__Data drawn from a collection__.
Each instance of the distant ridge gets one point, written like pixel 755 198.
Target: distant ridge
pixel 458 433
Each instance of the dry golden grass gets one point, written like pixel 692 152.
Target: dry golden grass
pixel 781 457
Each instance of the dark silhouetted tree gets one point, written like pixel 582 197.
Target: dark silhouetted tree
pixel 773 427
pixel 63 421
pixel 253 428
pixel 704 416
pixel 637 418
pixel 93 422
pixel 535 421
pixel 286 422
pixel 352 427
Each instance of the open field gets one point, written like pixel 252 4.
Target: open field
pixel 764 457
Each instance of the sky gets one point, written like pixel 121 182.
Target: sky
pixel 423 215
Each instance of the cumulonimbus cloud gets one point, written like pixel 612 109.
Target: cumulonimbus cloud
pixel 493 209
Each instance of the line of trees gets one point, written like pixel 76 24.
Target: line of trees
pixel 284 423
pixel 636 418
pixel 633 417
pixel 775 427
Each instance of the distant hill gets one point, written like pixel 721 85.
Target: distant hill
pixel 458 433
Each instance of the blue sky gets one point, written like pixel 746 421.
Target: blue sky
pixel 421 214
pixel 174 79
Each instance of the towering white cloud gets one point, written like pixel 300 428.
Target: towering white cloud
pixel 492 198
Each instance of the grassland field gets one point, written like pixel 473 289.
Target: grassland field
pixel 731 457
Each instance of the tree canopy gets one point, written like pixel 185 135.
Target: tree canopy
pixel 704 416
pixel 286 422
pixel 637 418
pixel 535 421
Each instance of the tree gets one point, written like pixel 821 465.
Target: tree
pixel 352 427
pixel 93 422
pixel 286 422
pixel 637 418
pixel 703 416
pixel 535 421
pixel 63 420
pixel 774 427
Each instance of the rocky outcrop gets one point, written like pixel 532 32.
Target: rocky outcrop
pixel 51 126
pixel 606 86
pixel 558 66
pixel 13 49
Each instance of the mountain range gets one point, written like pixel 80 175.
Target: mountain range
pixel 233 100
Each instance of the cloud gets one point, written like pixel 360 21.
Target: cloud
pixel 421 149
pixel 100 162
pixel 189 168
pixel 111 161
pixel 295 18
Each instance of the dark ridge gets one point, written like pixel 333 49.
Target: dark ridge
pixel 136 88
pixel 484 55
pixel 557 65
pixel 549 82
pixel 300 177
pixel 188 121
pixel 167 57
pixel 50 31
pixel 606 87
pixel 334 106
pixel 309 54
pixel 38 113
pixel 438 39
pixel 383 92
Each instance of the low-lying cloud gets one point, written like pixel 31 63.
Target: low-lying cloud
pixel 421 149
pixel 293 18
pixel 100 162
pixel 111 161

__SHORT PROBLEM__.
Turn all of the rows above into a numbered list, leaving out any blank lines.

__TASK ANSWER__.
1. Each instance of the distant ridge gets one point, written like pixel 755 198.
2. Target: distant ridge
3. pixel 458 433
4. Each instance of the dry golden grass gets one point, written like pixel 692 152.
5. Target: dry golden grass
6. pixel 781 457
7. Each instance of the dark silhouetted tree gets one point, written like pixel 582 197.
8. Target: dark silhouetted tree
9. pixel 773 427
10. pixel 63 421
11. pixel 253 428
12. pixel 704 416
13. pixel 637 418
14. pixel 93 422
15. pixel 535 421
16. pixel 286 422
17. pixel 352 427
18. Each instance of the open field gets one point, written like pixel 252 4.
19. Target: open field
20. pixel 764 457
21. Each instance of the sky gets one point, written like pixel 121 182.
22. Target: sky
23. pixel 423 215
24. Each instance of the cumulonimbus cloud gets one point, written like pixel 612 109.
25. Target: cumulonimbus cloud
26. pixel 493 209
27. Each instance of the line of trees gets one point, written like pixel 76 24.
28. Target: line of trees
29. pixel 284 423
30. pixel 636 418
31. pixel 633 417
32. pixel 775 427
33. Each instance of the distant hill gets one point, written like pixel 721 85.
34. Target: distant hill
35. pixel 458 433
36. Each instance of the blue sky gets one point, written like pixel 746 421.
37. Target: blue sky
38. pixel 421 214
39. pixel 174 79
40. Each instance of the towering white cloud gets one point, written like pixel 300 428.
41. Target: towering white cloud
42. pixel 492 198
43. Each instance of the grassland field gets one point, written like pixel 473 289.
44. Target: grassland field
45. pixel 731 457
46. Each instance of the tree canopy gets one point, written like pixel 185 135.
47. Target: tree canopy
48. pixel 704 416
49. pixel 286 422
50. pixel 637 418
51. pixel 535 421
52. Each instance of the tree gets one point, written like pixel 821 465.
53. Target: tree
54. pixel 352 427
55. pixel 93 422
56. pixel 286 422
57. pixel 637 418
58. pixel 703 416
59. pixel 535 421
60. pixel 63 420
61. pixel 774 427
62. Each instance of the rocky outcrop gets one point, written like pixel 532 32.
63. Target: rocky outcrop
64. pixel 51 126
65. pixel 606 86
66. pixel 558 66
67. pixel 13 49
68. Each instance of the mountain range gets one point, written like pixel 80 175.
69. Target: mountain range
70. pixel 233 100
71. Each instance of the cloud gets one point, written like pixel 360 21.
72. Target: cloud
73. pixel 421 149
74. pixel 100 162
75. pixel 189 168
76. pixel 111 161
77. pixel 295 18
78. Each instance of the dark ridge gets one point, written like pixel 333 49.
79. Target: dark ridge
80. pixel 136 88
81. pixel 484 55
82. pixel 557 65
83. pixel 549 82
84. pixel 300 177
85. pixel 188 121
86. pixel 167 57
87. pixel 50 31
88. pixel 606 87
89. pixel 334 106
90. pixel 309 54
91. pixel 38 113
92. pixel 438 39
93. pixel 383 92
94. Each instance of the low-lying cloud gets one point, written like pixel 31 63.
95. Target: low-lying cloud
96. pixel 421 149
97. pixel 293 18
98. pixel 100 162
99. pixel 111 161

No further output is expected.